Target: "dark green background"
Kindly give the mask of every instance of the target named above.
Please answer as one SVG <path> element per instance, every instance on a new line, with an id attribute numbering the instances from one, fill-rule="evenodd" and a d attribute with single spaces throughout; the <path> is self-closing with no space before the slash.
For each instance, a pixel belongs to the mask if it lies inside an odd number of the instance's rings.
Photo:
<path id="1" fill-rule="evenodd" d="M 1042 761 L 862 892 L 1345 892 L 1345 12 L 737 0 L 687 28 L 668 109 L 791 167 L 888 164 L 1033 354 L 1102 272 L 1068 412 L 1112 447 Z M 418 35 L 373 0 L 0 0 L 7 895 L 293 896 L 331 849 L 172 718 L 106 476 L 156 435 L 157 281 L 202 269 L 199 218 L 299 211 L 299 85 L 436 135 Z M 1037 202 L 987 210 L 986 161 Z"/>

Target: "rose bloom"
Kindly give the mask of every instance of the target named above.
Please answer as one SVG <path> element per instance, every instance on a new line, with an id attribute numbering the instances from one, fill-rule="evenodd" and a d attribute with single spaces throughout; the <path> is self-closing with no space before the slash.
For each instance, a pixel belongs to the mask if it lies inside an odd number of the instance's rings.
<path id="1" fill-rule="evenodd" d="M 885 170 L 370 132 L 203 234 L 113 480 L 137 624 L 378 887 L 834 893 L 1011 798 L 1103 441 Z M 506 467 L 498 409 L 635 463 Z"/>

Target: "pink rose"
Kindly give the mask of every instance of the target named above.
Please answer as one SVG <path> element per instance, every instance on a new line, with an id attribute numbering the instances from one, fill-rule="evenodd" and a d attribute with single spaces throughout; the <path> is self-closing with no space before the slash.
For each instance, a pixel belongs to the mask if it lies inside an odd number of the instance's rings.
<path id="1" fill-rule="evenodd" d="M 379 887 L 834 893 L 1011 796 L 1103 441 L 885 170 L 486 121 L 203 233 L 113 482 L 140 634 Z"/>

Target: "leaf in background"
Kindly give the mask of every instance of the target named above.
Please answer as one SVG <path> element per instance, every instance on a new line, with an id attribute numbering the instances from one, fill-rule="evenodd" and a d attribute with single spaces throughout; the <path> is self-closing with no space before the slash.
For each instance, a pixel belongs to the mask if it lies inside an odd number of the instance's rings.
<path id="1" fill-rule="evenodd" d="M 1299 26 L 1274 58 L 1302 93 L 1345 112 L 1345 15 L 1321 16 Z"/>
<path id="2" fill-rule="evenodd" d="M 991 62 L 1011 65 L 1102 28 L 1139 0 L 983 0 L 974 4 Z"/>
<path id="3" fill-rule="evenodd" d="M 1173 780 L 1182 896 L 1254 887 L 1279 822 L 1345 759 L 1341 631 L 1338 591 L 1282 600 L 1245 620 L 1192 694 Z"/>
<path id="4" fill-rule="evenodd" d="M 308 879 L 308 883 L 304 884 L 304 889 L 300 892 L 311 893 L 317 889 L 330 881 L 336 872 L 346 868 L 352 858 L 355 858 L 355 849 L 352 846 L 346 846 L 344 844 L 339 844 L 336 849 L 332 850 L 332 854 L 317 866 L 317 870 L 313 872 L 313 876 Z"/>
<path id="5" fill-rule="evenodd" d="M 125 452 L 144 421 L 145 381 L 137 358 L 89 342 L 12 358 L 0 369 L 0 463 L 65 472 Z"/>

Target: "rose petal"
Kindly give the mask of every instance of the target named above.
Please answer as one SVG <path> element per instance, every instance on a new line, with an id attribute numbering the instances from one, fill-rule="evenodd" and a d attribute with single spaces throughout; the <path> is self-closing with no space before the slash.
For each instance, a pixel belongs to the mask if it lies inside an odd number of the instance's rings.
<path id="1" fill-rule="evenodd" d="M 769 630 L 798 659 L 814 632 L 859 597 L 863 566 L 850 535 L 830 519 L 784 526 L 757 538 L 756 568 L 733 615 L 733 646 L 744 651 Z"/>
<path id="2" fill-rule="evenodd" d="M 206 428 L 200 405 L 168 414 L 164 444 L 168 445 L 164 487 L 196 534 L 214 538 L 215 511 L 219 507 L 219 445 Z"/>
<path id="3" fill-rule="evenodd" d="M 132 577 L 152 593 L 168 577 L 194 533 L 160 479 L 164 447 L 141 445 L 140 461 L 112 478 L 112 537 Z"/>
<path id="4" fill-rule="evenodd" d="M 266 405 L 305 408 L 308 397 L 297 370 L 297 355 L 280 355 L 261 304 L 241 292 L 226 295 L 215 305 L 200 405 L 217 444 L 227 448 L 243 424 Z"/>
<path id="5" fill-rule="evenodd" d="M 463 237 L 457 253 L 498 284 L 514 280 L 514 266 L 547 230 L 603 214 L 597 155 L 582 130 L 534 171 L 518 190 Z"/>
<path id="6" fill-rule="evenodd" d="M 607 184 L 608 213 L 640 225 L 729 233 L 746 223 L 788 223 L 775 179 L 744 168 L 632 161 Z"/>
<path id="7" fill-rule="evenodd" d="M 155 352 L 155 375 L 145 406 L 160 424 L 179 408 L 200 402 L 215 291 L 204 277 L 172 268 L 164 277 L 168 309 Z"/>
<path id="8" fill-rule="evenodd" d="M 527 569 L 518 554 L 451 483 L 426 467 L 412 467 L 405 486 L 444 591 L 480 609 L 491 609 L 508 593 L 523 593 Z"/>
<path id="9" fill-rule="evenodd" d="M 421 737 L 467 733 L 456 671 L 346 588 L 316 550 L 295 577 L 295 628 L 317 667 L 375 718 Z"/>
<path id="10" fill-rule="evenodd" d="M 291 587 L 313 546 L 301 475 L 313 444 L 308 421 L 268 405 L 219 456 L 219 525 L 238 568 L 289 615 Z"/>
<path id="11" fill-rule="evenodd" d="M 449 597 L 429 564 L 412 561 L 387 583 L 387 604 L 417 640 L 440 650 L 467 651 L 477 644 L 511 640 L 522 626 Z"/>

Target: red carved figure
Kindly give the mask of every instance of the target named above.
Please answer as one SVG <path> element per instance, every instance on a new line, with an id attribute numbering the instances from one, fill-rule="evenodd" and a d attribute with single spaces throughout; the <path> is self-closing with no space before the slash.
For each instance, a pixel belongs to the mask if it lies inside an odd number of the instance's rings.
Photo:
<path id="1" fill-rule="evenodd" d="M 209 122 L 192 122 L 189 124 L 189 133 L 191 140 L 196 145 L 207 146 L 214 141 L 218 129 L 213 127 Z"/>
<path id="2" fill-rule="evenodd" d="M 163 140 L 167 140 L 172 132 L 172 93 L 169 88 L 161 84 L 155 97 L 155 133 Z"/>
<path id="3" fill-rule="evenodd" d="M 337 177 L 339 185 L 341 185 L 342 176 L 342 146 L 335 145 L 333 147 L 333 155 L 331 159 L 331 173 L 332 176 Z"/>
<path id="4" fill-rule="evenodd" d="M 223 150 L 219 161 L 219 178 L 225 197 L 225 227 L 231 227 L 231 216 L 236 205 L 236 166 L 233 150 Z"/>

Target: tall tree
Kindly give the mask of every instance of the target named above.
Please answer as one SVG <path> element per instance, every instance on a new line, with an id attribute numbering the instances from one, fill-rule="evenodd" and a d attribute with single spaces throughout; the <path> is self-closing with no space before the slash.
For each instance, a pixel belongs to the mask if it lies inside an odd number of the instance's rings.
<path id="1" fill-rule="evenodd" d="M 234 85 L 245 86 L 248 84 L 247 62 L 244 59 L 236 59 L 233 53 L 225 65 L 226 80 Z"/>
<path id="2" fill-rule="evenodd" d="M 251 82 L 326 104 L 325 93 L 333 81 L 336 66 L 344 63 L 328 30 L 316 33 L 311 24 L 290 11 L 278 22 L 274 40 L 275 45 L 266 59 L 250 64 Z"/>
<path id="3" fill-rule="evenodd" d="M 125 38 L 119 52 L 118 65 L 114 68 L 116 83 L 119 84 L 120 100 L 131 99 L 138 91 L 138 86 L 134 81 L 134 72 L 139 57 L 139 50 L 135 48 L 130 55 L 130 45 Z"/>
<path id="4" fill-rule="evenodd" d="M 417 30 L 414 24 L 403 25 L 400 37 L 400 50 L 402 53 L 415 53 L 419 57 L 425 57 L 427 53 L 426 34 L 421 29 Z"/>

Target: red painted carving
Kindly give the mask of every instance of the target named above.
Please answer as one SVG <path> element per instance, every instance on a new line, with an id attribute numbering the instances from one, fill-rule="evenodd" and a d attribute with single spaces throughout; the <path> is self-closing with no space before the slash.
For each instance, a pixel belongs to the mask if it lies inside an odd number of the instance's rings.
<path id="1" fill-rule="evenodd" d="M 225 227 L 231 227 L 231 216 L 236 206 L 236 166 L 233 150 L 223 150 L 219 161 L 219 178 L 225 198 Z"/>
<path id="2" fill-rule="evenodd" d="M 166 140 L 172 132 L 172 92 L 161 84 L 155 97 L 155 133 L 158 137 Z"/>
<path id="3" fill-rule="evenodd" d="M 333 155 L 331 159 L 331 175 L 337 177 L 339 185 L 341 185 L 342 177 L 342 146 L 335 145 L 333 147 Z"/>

··········

**WHAT IS EXPECTED:**
Starting with the first of the lines above and going on through the line containing "885 170 L 370", present those lines as a numbered list, leaving out any blank lines.

**RESPONSE BELOW:**
1. Target: "dark green background"
2. Kindly give the mask of every instance of the target named above.
3. Please answer as one SVG <path> element per instance, every instance on a new line, with an id attribute numbering the instances from one, fill-rule="evenodd" and a d attribute with single spaces throughout; the <path> is self-closing with no space before the slash.
4. For each instance, a pixel belongs to the mask if it lies inside an odd number of the instance's rings.
5. Photo:
6. <path id="1" fill-rule="evenodd" d="M 1042 761 L 862 892 L 1345 892 L 1345 12 L 737 0 L 687 28 L 668 109 L 791 167 L 888 164 L 1033 354 L 1102 272 L 1068 412 L 1112 447 Z M 418 35 L 373 0 L 0 0 L 7 895 L 293 896 L 331 849 L 172 718 L 106 476 L 156 435 L 157 281 L 202 269 L 199 218 L 299 211 L 299 85 L 436 135 Z M 1037 202 L 987 210 L 986 161 Z"/>
7. Target: "rose bloom"
8. Kindly give the mask of every instance of the target named above.
9. Please answer as one SVG <path> element per instance, every instance on a new line, with an id attribute numbering the instances from one, fill-rule="evenodd" and a d attribute with single spaces throughout; the <path> is self-closing with no space before the slash.
10. For each instance, a pixel belongs to the mask if it lies inside an odd number of the instance's rings.
11. <path id="1" fill-rule="evenodd" d="M 885 170 L 370 132 L 203 234 L 113 480 L 137 624 L 378 887 L 834 893 L 1011 798 L 1103 441 Z M 506 467 L 498 409 L 635 463 Z"/>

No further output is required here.